--- Job ---
Edit the data below by replacing every "locate" with "find", keeping everything else unchanged.

--- The records ---
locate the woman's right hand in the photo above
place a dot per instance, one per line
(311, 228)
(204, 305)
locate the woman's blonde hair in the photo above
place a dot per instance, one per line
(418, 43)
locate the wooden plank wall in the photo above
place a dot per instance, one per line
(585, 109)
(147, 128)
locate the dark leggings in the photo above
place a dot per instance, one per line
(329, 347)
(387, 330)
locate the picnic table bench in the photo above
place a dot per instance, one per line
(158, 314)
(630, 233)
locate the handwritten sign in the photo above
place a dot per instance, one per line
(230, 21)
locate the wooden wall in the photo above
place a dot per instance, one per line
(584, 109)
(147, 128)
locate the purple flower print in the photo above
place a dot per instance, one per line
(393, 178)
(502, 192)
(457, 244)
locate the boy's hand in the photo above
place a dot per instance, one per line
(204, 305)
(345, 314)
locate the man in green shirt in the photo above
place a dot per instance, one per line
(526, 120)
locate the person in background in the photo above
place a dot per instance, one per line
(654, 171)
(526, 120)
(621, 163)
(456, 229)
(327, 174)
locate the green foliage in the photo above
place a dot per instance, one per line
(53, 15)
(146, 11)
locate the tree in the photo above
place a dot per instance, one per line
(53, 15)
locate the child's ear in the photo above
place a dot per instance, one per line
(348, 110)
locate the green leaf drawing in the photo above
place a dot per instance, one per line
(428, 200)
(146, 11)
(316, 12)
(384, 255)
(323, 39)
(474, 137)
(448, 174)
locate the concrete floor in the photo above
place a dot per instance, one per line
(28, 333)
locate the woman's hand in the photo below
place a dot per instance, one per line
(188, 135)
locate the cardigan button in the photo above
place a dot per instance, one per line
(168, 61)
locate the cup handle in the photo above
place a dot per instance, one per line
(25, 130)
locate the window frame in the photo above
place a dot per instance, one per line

--- Finished task ---
find the woman's right hand in the photo above
place a dot per instance, one per line
(311, 228)
(204, 305)
find the woman's blonde hair in the photo above
place a dot per instance, one per line
(418, 43)
find the wooden plank wall in the photo above
place a dot per instance, one per line
(585, 109)
(147, 128)
find the dark leggings in the photo above
place a dot per instance, one per line
(329, 347)
(387, 330)
find the picnic table bench in the photo above
place a dot per instance, one per line
(158, 314)
(630, 233)
find the handwritten sign in the photo above
place a dot per instance, one per line
(230, 21)
find the wooden wall in the photo above
place a dot per instance, one per line
(584, 109)
(147, 128)
find the purple flower print in the photo above
place a dot per instance, one per line
(393, 178)
(502, 192)
(457, 244)
find the boy's hand in the photo above
place a dot per instance, one per line
(204, 305)
(345, 314)
find the man in green shirt in the photo above
place a dot per instance, one per line
(526, 120)
find the person in background in the photo above
place a dot per instance, one per line
(654, 171)
(526, 120)
(621, 163)
(456, 229)
(327, 174)
find the green foliage in the photo above
place a dot per instance, one per line
(53, 15)
(146, 11)
find the tree in the photo above
place a dot per instance, one per line
(53, 15)
find the child's ear in the photo above
place a dot per instance, one per line
(348, 110)
find the green leaf drawing in the photo above
place a dot per instance, one per line
(428, 200)
(146, 11)
(316, 12)
(384, 255)
(323, 39)
(474, 137)
(448, 174)
find the concrete floor in the photo above
place a dot per instance, one per line
(28, 333)
find the woman's hand in the photo below
place a dot per instance, one per line
(188, 135)
find the cardigan button in the photo above
place a dot per instance, one per line
(168, 61)
find the cup handle in the photo above
place a dot per instance, one per line
(25, 130)
find the window frame in the photo above
place a dot per instance, one per line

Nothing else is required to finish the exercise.